# PROVIDED PASSAGE
WeeklyWorker

02.08.2012

Where is the left?

As Syria descends into bloody chaos, confusion lingers on, writes Paul Demarty

Buried under the obsessive cataloguing of every last shot-put, dive and show-jump at the Olympics - which activity, by the standards of the UK media, seems to pass for news these days - a familiar tragedy is unfolding.

The civil war in Syria is intensifying by the day; fighting spread last week to the most populous conurbation, Aleppo, where it continues to rage. Al-Jazeera reports that 200,000 people have fled the city already1; casualty figures appear to be relatively low so far, but somewhat obscured by the fog of war. The same cannot be said of the country as a whole, alas - the death toll already amounts to many thousands, and supply lines for basic necessities have been interrupted on a large scale.

The nature of this conflict is a controversial topic on the international left. There are those - fewer in number in each passing war, it must be said - who argue that it is some kind of ‘point of principle’ to support (or any number of combinations of weasel words that amount to ‘support’) regimes such as that of Bashar al-Assad, on the basis that they are confronted by proxies of the international imperialist order. This position is quite as meaningless in the Syrian context as in all the others, and there is no need to go into it here.

# DATASET EXTRACT

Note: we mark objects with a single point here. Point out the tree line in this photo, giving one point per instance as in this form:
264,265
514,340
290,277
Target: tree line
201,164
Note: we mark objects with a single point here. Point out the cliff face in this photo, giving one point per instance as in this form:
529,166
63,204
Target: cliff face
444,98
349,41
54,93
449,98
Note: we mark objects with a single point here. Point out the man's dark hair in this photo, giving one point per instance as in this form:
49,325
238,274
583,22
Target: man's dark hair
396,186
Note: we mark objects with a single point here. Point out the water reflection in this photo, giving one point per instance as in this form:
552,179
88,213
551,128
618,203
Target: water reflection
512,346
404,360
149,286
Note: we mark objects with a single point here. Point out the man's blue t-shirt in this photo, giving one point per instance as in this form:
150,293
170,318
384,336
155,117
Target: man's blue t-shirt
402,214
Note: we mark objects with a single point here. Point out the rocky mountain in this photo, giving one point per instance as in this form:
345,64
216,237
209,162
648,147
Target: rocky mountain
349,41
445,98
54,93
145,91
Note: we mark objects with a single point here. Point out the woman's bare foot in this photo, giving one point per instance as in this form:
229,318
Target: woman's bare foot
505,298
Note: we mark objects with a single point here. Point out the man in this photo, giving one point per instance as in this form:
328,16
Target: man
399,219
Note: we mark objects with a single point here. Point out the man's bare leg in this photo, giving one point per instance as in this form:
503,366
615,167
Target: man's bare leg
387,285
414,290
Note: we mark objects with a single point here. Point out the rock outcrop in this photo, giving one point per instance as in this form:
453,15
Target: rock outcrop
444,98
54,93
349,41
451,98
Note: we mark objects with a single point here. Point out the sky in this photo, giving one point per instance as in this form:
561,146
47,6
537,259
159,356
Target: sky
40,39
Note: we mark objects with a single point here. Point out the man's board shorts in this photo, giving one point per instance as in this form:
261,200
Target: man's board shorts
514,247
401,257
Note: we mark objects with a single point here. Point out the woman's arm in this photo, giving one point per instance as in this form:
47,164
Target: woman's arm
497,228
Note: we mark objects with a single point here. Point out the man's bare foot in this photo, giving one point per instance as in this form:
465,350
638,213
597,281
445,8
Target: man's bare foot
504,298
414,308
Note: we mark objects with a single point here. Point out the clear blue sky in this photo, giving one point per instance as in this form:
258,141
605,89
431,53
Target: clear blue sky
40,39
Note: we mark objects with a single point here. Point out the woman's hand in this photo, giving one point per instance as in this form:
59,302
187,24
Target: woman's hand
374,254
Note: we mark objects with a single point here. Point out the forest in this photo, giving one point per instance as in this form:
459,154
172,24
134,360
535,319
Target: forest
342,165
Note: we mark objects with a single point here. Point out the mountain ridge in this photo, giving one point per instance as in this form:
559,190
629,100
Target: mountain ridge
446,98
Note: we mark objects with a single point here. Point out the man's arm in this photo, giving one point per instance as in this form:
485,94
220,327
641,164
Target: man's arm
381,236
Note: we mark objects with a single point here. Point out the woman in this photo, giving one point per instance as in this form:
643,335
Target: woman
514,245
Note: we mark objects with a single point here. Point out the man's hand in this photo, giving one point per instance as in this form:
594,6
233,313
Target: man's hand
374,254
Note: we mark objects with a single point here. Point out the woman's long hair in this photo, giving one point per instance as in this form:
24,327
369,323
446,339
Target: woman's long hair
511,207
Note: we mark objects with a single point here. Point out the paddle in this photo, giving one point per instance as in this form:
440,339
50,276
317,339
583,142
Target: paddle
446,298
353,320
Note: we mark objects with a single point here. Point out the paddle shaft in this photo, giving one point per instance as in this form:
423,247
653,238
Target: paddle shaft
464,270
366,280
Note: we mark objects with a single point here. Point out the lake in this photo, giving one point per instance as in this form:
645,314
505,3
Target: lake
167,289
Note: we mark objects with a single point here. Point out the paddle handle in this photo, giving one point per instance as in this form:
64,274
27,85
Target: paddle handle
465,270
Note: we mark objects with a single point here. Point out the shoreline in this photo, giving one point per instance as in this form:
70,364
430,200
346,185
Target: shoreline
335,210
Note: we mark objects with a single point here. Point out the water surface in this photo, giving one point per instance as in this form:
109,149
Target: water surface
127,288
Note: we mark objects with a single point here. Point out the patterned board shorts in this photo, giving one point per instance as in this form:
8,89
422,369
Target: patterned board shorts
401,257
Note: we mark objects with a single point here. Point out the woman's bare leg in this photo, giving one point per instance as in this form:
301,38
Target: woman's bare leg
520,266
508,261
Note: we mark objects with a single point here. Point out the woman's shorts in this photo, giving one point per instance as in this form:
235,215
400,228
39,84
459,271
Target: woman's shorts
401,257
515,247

# WHAT THE EXERCISE ASKS
In the article on Syria, how many people have already fled Aleppo, according to Al-Jazeera?

# FINAL RESULT
200,000 people